── DATA TO USE ──

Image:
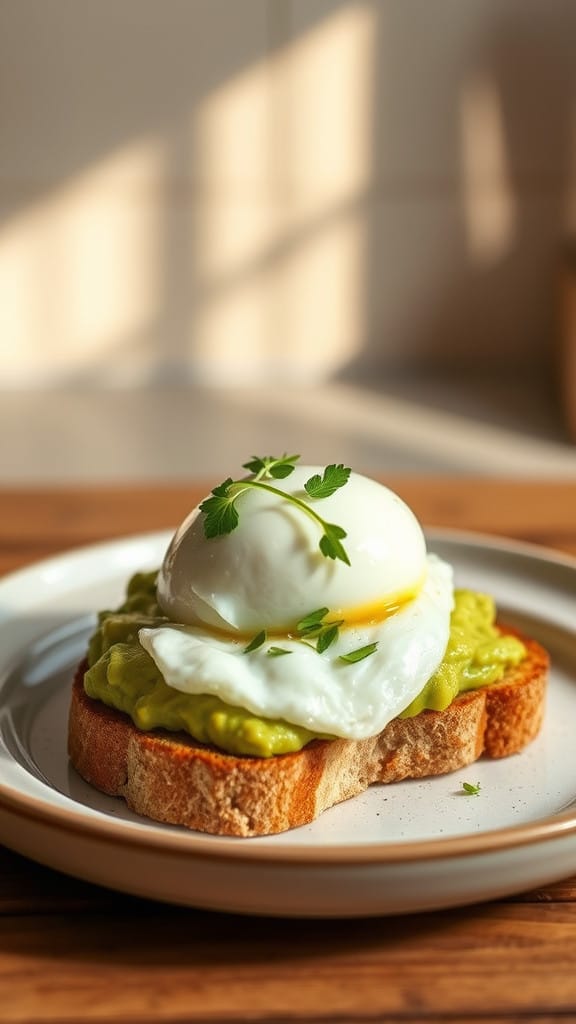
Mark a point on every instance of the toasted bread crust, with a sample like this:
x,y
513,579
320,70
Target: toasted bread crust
x,y
172,778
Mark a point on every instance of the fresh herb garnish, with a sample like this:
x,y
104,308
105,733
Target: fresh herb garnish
x,y
220,513
314,626
258,640
359,654
326,637
268,465
332,479
470,790
312,623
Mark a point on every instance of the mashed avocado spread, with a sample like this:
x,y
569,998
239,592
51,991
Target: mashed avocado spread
x,y
122,675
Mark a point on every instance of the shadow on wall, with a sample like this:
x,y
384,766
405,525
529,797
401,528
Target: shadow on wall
x,y
324,188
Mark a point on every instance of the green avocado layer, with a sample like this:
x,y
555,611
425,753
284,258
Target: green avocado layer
x,y
122,675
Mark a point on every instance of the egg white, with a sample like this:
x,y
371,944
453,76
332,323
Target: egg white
x,y
318,691
269,572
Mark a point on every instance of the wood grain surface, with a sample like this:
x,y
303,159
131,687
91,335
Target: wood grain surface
x,y
71,951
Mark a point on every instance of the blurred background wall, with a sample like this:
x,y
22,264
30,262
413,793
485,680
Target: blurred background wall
x,y
243,192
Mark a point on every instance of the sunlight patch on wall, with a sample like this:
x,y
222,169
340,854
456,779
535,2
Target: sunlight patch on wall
x,y
229,144
488,196
329,80
280,282
80,269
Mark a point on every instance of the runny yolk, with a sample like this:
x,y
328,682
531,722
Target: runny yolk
x,y
375,611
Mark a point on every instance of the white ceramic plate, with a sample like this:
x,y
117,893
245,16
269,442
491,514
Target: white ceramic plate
x,y
412,846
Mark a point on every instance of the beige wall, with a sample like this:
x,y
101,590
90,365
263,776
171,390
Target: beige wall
x,y
246,189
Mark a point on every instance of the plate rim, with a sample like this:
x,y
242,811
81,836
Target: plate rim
x,y
157,840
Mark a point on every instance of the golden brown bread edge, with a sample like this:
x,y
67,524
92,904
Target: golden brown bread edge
x,y
172,778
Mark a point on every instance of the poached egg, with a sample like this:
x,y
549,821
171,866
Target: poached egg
x,y
268,574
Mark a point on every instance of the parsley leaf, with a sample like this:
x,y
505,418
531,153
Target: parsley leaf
x,y
326,637
332,479
269,465
359,654
330,543
258,640
312,621
470,790
220,513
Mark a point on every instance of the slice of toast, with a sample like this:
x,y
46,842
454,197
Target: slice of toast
x,y
171,777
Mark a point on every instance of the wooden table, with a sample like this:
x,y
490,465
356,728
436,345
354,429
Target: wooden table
x,y
70,951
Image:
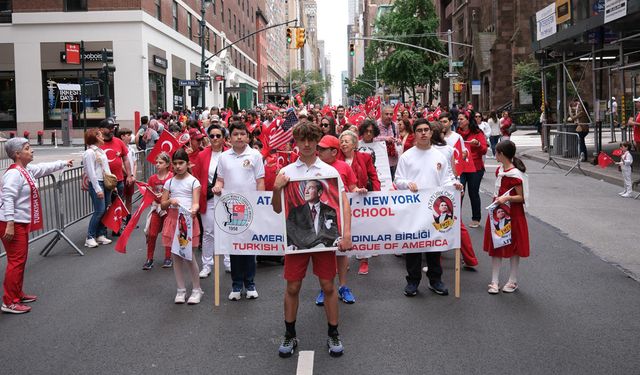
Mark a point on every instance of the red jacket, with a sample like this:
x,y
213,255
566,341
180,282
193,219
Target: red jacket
x,y
476,152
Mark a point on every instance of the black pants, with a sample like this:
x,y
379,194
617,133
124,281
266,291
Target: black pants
x,y
473,181
414,267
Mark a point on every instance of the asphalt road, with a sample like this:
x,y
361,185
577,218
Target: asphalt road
x,y
100,314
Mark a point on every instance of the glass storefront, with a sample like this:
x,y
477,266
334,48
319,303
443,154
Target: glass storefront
x,y
94,97
157,92
7,100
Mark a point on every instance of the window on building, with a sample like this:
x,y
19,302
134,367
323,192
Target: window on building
x,y
5,11
159,9
174,14
75,5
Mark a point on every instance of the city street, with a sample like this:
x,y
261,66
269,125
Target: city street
x,y
575,313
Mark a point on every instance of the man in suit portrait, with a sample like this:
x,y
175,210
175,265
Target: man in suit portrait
x,y
312,224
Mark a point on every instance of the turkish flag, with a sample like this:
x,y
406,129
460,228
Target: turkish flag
x,y
604,160
114,216
462,165
166,143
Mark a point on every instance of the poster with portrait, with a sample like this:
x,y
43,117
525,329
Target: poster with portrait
x,y
181,245
312,214
378,153
500,221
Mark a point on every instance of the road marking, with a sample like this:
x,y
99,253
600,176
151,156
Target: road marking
x,y
305,363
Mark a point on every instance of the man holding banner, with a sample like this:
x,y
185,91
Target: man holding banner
x,y
423,167
307,135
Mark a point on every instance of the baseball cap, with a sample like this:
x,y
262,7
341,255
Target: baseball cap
x,y
329,141
195,134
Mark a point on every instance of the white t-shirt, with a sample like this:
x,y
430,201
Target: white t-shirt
x,y
240,171
182,190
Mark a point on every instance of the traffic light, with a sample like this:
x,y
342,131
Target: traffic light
x,y
301,38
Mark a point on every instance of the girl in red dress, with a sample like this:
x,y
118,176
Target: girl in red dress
x,y
511,189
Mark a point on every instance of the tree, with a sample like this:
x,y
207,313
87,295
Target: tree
x,y
414,22
312,83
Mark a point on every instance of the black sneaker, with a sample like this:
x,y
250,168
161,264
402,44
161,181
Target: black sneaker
x,y
335,346
439,288
288,347
411,290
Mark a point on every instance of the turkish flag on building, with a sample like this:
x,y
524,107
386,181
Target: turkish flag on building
x,y
604,160
166,143
114,216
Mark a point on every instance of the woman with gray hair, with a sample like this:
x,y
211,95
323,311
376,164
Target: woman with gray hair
x,y
366,174
20,213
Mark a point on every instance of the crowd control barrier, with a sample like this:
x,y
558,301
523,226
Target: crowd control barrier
x,y
566,146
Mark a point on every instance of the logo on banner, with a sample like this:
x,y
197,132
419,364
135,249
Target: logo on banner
x,y
234,213
442,205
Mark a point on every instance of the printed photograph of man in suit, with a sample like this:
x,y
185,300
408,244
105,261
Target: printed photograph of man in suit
x,y
312,224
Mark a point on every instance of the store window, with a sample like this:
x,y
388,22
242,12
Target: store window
x,y
94,97
7,100
157,92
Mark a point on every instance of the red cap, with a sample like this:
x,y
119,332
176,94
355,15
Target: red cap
x,y
195,134
329,141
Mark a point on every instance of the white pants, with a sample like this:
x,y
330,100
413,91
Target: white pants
x,y
208,243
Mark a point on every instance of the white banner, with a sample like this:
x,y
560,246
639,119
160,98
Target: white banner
x,y
378,151
546,21
245,224
404,222
181,245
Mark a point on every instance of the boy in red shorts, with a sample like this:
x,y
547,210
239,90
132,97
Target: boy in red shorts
x,y
307,136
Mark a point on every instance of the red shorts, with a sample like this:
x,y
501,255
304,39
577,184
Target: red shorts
x,y
324,265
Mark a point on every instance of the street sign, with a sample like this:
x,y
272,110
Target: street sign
x,y
188,82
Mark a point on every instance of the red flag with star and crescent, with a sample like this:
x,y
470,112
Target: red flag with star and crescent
x,y
114,216
166,143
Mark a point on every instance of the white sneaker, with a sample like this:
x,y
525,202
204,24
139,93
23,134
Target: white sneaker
x,y
90,242
206,271
102,240
235,296
195,297
180,296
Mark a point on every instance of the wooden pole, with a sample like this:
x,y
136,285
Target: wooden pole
x,y
216,281
457,280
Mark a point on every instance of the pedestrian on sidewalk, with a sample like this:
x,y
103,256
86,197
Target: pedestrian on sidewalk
x,y
20,213
626,160
512,191
157,216
182,189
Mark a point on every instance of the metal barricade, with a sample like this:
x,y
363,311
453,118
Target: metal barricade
x,y
566,146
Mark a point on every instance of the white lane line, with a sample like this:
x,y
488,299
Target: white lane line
x,y
305,362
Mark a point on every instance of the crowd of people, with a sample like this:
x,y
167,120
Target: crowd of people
x,y
262,150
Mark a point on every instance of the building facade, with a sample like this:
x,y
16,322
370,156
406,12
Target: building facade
x,y
155,46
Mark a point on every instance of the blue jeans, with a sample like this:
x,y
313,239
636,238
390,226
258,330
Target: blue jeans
x,y
243,270
96,228
473,180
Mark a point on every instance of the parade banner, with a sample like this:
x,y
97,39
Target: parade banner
x,y
182,238
245,224
404,222
378,152
312,214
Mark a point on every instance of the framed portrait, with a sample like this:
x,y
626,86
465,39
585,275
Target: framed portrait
x,y
312,214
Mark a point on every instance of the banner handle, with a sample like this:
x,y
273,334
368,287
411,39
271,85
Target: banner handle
x,y
216,280
457,276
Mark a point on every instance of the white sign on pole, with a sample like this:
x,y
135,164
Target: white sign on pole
x,y
546,21
614,9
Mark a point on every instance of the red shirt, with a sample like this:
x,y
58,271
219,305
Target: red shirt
x,y
346,174
116,150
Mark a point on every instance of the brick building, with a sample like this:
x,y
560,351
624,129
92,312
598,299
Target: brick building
x,y
155,45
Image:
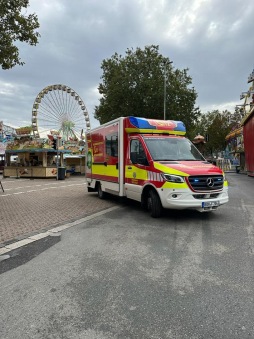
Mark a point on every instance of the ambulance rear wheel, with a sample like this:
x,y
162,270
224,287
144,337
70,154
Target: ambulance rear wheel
x,y
101,194
154,204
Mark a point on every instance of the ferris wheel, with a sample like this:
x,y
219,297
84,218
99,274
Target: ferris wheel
x,y
59,109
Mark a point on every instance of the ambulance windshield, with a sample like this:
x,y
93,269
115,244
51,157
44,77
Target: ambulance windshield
x,y
168,149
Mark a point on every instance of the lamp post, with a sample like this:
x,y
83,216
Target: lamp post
x,y
165,64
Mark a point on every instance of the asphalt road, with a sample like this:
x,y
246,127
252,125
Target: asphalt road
x,y
123,274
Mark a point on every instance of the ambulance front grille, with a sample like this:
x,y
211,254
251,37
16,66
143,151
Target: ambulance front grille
x,y
206,182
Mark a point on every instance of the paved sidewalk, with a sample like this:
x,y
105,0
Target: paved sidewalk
x,y
31,206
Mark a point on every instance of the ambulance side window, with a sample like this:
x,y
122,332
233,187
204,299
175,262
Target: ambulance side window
x,y
137,153
112,145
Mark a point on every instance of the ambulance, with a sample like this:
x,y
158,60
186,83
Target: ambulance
x,y
152,162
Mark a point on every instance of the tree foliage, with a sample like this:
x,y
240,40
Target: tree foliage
x,y
134,85
15,26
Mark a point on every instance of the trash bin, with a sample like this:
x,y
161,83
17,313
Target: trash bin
x,y
61,173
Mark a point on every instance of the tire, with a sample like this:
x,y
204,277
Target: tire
x,y
154,204
101,194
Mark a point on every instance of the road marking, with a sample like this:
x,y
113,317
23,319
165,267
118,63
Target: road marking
x,y
42,189
58,229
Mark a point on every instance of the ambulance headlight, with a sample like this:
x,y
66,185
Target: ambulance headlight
x,y
172,178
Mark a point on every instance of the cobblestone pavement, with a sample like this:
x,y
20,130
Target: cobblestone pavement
x,y
29,206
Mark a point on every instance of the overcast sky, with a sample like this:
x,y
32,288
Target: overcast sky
x,y
212,38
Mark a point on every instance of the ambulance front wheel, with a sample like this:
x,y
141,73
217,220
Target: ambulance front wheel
x,y
154,204
101,194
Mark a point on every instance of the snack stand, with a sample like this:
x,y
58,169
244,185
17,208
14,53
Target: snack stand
x,y
34,159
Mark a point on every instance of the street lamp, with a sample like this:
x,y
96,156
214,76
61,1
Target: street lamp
x,y
165,64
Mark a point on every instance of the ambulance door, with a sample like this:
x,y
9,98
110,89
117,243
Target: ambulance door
x,y
136,168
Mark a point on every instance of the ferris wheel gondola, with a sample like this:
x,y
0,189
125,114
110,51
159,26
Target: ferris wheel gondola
x,y
59,108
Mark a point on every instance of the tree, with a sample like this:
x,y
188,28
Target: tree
x,y
134,85
15,26
216,125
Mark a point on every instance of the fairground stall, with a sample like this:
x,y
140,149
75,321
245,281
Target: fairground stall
x,y
30,158
235,147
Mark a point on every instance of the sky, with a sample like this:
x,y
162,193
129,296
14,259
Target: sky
x,y
212,38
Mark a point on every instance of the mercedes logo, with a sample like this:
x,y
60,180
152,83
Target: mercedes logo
x,y
209,182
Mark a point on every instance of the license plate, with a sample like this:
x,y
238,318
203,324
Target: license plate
x,y
210,203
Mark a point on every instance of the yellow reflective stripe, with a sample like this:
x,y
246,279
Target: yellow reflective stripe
x,y
109,170
170,170
153,131
139,173
173,185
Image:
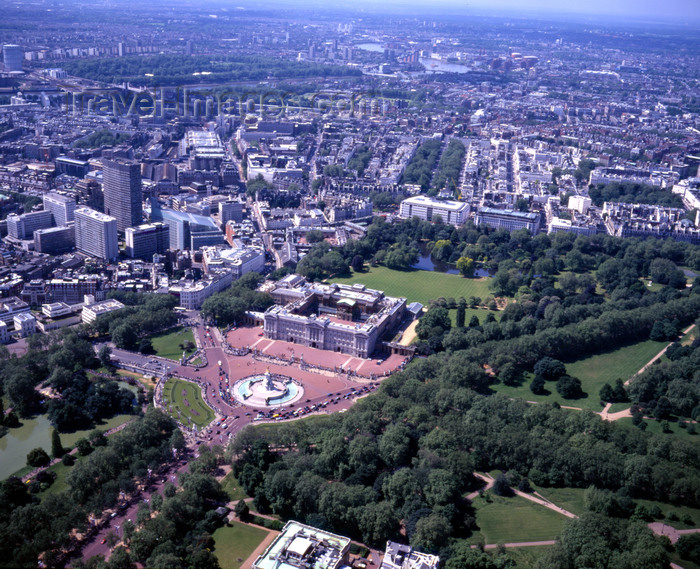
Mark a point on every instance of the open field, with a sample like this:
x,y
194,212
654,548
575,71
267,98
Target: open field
x,y
186,397
234,544
506,520
419,286
167,345
620,363
62,471
680,511
594,372
526,557
232,487
675,558
654,426
145,381
571,499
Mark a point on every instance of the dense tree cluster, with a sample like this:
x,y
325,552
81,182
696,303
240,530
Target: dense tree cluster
x,y
403,458
100,138
175,530
59,361
630,192
30,527
143,315
671,387
173,69
594,540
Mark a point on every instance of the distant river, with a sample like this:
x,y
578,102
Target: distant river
x,y
377,47
443,67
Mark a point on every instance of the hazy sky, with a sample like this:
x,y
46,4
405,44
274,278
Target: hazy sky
x,y
684,10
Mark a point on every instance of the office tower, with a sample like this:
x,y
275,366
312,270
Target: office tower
x,y
62,208
230,211
144,241
23,226
55,240
122,193
12,57
96,234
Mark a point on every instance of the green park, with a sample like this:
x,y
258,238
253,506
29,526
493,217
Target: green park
x,y
172,343
417,285
594,372
183,401
235,543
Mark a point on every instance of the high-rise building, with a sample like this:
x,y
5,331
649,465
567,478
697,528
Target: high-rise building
x,y
62,208
230,211
144,241
23,226
122,193
12,56
55,240
96,234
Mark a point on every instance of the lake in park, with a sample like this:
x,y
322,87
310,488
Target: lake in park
x,y
36,432
426,263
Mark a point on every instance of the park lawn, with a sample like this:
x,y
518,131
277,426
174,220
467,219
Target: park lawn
x,y
419,286
313,421
234,544
176,391
571,499
146,381
515,519
68,440
680,562
233,488
595,371
617,407
523,392
62,471
526,557
166,345
654,426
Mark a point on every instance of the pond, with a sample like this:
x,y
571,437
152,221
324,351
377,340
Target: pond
x,y
442,66
36,432
426,263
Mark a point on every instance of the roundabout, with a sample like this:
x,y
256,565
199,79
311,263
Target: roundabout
x,y
267,390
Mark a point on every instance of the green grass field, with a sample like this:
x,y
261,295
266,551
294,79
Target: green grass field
x,y
655,427
233,488
168,345
419,286
508,520
480,313
594,372
233,545
526,557
571,499
186,397
680,511
621,363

───

Look above for the line that contains "Mark a point on every instance of the park". That line and every line after it through the end of the data must be written out exactly, with nothing else.

**SOLUTION TO THE PROBLEM**
Mark a point on every instance of the park lawn, with a sample like this:
x,y
518,131
277,426
174,220
467,219
Target: park lawn
x,y
419,286
313,421
234,544
176,391
571,499
146,381
515,519
68,440
680,562
233,488
595,371
617,407
523,392
62,471
526,557
166,345
654,426
Mark a point on every instance of the pond, with a sample like this:
x,y
571,437
152,221
324,351
377,340
Target: pond
x,y
442,66
36,432
426,263
Mark a point on every instance of the roundabout, with a sample like this:
x,y
256,565
199,79
311,263
Target: roundabout
x,y
267,390
Mark a point on every instance of the green grass field, with a sample like this:
x,y
261,295
266,551
294,79
Target: green grass field
x,y
655,427
233,488
168,345
419,286
508,520
480,313
594,372
233,545
526,557
571,499
186,397
680,511
621,363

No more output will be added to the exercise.